/M4-Statistical-Methods

Statistical methods for time series forecasting applied to M4 data.

Primary LanguageR

M4 Statistical Methods

Applying various statistical methods to the M4 dataset:

  • Theoretical background
  • Statistical methods, i.e. benchmark methods of M4

Forecasting: Principles and Practice (FPP) files contain my notes of the respective chapters in the book, theoretical and practical aspects of the benchmark methods as well as general forecast aspects:

Hyndman, R. J., & Athanasopoulos, G. (2018) Forecasting: principles and practice, 2nd edition, OTexts: Melbourne, Australia.

Folder Structure

├── Jupyter Notebooks           <- Jupyter Notebooks using py
│   └─── src                    <- Source code for use in notebooks
├── RMarkdown                   <- .Rmd files (i.e. forecasting methods, benchmarks)
│   └─── html_outputs           <- Outputs of .Rmd files as html
├── R_benchmarks                <- R scripts for creating benchmarks + ETSARIMA
│    └─── archive               <- Discarded r scripts for benchmarks (too slow, unmodularized)

DATA SHOWN:

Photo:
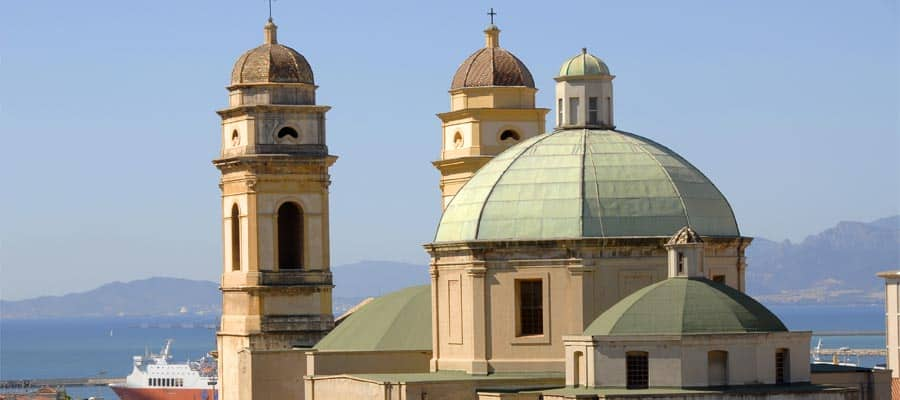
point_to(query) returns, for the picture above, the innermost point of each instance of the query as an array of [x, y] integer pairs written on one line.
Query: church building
[[583, 263]]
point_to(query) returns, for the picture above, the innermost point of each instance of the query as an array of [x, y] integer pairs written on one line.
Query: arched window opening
[[509, 134], [235, 238], [717, 368], [290, 236], [782, 366], [287, 131], [573, 110], [637, 371], [578, 360], [559, 113], [593, 110]]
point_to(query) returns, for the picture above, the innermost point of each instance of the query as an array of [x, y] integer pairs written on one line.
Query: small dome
[[578, 183], [685, 235], [271, 63], [679, 306], [394, 322], [492, 66], [583, 64]]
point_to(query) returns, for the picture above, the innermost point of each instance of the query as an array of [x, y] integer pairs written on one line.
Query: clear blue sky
[[108, 123]]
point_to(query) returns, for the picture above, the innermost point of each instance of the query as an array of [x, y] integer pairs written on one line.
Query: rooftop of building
[[684, 306], [397, 321], [583, 183]]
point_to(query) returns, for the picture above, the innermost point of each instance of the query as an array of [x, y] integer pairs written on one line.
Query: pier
[[56, 382]]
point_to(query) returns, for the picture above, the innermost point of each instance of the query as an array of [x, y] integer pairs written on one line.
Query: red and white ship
[[154, 378]]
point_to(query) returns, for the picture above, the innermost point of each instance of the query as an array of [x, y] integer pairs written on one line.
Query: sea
[[103, 347]]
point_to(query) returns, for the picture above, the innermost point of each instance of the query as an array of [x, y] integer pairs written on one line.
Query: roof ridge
[[404, 311], [642, 291], [596, 184]]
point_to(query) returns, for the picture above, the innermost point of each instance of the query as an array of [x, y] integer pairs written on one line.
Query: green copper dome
[[397, 321], [579, 183], [583, 64], [678, 306]]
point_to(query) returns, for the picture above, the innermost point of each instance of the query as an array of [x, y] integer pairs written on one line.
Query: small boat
[[155, 378]]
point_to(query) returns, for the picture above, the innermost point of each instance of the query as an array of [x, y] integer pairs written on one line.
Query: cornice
[[297, 108]]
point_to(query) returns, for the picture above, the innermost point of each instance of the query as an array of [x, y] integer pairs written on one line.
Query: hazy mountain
[[153, 296], [836, 265], [171, 296]]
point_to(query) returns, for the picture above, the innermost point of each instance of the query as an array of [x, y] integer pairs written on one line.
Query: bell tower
[[276, 279], [492, 100]]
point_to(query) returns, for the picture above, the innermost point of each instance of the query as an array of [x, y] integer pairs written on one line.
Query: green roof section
[[398, 321], [679, 306], [576, 183], [583, 64]]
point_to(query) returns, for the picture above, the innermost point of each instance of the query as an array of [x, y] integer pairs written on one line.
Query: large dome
[[492, 66], [580, 183], [271, 63]]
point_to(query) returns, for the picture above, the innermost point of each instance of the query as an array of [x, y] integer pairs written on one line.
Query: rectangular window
[[531, 307], [637, 372], [573, 111], [559, 113], [454, 304], [781, 366]]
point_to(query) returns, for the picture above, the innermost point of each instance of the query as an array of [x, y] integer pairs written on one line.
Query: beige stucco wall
[[479, 116], [476, 332], [682, 361], [583, 89], [366, 362], [872, 384], [267, 312], [892, 319], [350, 387], [811, 395]]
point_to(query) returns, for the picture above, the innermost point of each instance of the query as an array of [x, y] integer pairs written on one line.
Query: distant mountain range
[[173, 296], [836, 266]]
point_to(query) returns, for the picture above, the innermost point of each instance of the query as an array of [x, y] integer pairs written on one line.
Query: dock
[[56, 382]]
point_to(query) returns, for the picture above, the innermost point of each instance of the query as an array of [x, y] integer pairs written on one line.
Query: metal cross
[[270, 10]]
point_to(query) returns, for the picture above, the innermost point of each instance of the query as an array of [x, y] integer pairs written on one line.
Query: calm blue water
[[76, 348], [71, 348]]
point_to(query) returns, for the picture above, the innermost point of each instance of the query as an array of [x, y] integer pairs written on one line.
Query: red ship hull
[[127, 393]]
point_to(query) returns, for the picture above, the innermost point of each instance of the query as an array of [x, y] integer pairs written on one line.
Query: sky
[[107, 116]]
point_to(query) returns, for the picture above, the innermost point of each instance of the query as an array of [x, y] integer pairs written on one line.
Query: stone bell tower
[[276, 279], [492, 108]]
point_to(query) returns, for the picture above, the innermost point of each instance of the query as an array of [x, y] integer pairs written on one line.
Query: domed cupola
[[584, 95], [492, 66], [584, 64], [271, 63]]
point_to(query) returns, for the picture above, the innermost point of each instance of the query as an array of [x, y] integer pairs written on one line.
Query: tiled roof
[[492, 66], [271, 63]]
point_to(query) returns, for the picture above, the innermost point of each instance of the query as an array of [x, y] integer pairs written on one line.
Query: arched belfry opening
[[509, 134], [235, 238], [288, 132], [290, 236]]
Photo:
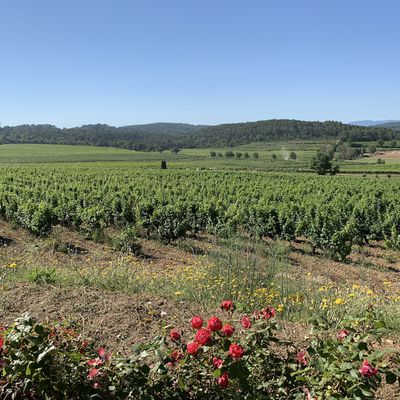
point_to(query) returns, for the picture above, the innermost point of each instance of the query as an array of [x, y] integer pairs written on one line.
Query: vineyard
[[332, 213], [124, 254]]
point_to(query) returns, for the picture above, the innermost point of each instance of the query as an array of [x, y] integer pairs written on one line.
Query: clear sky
[[72, 62]]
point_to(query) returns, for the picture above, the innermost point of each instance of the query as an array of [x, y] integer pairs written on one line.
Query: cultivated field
[[104, 238]]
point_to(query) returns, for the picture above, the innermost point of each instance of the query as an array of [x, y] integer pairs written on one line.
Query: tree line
[[159, 137]]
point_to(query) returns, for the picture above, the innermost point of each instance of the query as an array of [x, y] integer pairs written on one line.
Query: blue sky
[[72, 62]]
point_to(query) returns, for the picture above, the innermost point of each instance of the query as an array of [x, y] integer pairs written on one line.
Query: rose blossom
[[228, 330], [174, 335], [95, 361], [342, 334], [203, 336], [268, 312], [223, 380], [93, 372], [192, 348], [217, 362], [214, 324], [176, 355], [367, 369], [236, 351], [245, 321], [301, 357], [196, 322], [227, 305]]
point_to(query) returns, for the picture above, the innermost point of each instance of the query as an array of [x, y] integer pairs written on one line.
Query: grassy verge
[[254, 274]]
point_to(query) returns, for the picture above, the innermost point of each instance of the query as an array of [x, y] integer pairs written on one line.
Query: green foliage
[[158, 137], [332, 214], [235, 357], [126, 241], [322, 165]]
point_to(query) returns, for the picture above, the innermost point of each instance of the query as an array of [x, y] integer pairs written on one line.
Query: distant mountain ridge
[[390, 125], [372, 123], [161, 136]]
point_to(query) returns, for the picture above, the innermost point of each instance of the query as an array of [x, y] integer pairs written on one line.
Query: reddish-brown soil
[[119, 320]]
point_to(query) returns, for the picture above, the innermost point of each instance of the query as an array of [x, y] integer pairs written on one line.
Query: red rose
[[174, 335], [301, 357], [228, 330], [367, 369], [223, 380], [217, 362], [93, 372], [95, 361], [342, 334], [227, 305], [197, 322], [268, 312], [192, 348], [214, 324], [203, 336], [246, 323], [101, 352], [176, 355], [236, 351]]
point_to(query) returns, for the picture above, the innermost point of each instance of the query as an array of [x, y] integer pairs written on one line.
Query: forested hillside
[[161, 136], [390, 125]]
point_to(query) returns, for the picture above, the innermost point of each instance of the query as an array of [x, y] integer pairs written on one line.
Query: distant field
[[195, 158]]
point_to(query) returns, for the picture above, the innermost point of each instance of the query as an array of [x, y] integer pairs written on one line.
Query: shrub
[[232, 357], [126, 242]]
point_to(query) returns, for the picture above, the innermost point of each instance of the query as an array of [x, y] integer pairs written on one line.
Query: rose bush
[[233, 357]]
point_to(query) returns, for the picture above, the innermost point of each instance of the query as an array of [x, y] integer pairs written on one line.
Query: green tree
[[322, 165], [239, 155]]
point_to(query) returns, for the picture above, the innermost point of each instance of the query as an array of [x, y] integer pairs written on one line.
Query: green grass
[[12, 154]]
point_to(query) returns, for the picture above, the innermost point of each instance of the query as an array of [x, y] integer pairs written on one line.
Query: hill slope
[[390, 125], [160, 136]]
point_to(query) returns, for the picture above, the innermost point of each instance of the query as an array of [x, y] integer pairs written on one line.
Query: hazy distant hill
[[391, 124], [372, 123], [161, 136]]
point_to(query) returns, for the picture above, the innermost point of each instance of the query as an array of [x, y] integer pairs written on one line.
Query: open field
[[104, 238]]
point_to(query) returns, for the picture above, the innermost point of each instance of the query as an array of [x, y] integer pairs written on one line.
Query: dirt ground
[[120, 320], [388, 155]]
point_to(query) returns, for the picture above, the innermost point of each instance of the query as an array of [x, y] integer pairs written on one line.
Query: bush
[[233, 357], [126, 242]]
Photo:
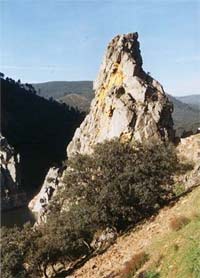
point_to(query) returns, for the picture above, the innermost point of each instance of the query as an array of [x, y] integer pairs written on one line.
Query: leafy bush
[[120, 184], [178, 222], [136, 262], [116, 186], [193, 259]]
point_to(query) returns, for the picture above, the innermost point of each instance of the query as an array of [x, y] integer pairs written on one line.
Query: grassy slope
[[171, 254], [177, 254]]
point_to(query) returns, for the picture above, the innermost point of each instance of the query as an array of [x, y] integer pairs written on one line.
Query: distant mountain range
[[79, 94]]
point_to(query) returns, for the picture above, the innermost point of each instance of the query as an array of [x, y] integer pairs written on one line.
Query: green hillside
[[79, 94]]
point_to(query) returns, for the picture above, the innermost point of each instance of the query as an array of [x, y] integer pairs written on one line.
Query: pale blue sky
[[43, 40]]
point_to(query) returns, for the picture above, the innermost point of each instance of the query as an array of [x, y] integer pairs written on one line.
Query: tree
[[120, 184]]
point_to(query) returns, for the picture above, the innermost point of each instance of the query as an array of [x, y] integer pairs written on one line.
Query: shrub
[[134, 264], [116, 186], [151, 274], [193, 259], [179, 188], [178, 222], [119, 184]]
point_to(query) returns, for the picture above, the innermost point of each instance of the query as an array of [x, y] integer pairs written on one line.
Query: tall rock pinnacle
[[128, 104]]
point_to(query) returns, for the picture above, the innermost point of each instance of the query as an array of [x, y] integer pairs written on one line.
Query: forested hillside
[[37, 128]]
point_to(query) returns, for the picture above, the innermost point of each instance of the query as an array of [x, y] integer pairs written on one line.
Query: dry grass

WRITTEN TASK 1: Please return the records word for word, starting at their very first line and stopping after the line that contains "66], [583, 64]]", with both of those lines included and the pictures left out.
WRITTEN TASK 2: Continue the repository description of statistical forecasting methods for the M4 data from the point where it stops.

FINAL ANSWER 1:
Photo:
point_to(query) returns, for the picture above, the innermost point of each instance of the query as an array of [x, y] integer pairs written on one line.
Query: church building
[[583, 263]]
point_to(query) returns, for the picture above, the innermost point of each instance of the query as an array of [x, y] integer pairs written on one line.
Query: arched window opening
[[509, 134], [235, 238], [717, 368], [290, 236], [782, 366], [287, 131], [573, 110], [637, 371], [578, 360], [559, 113], [593, 110]]
point_to(query) returns, for the picture above, the innermost point of each instance of the query as an array of [x, y] integer pairs written on one line.
Query: small dome
[[578, 183], [685, 235], [271, 63], [679, 306], [394, 322], [492, 66], [583, 64]]

FINAL ANSWER 2:
├── data                        <- Data used in this project (i.e. M4 by domain/period, example data)
├── Images                      <- Images used in Rmd and notebook files
├── results                     <- Results and tables
│    └─── M4_ETSARIMA           
│    └─── M4_benchmarks8
│    └─── Reg_benchmarks8
├── src                         <- Source code for use in this project
    └─── data                   <- Scripts to download
├── .gitattributes
├── .gitignore
├── MT TM1.Rproj                <- .Rproj file for project structure
├── README.md                   <- Top-level README

Benchmarks

Traditional statistical methods

The 8 basic statistical benchmark methods used in the M4 Competition, namely:

  • Naïve method: Simply the same value as yesterday
  • Seasonal Naïve: Same value as last season
  • Naive2: Naive method after deseasonalizing the series
  • Simple Exponential Smoothing (SES)
  • Holt
  • Damped trend exponential Smoothing
  • Theta method: Winner of M3
  • Comb: Combination benchmark of SES, Holt and Damped trend (average)

Other widely used methods

In addition, I added the following forecast methods:

  • Automatic ARIMA: Automated procedure to select an ARIMA model
  • ETS: Automatic procedure to select an exponential smoothing model
  • ETSARIMA: Average of ETS and Auto.arima

ML Methods

Two basic ML methods were used in the competition:

  • RNN Bench: Sequential recurrent neural network (RNN) using SimpleRNN layer with 6 nodes in Keras.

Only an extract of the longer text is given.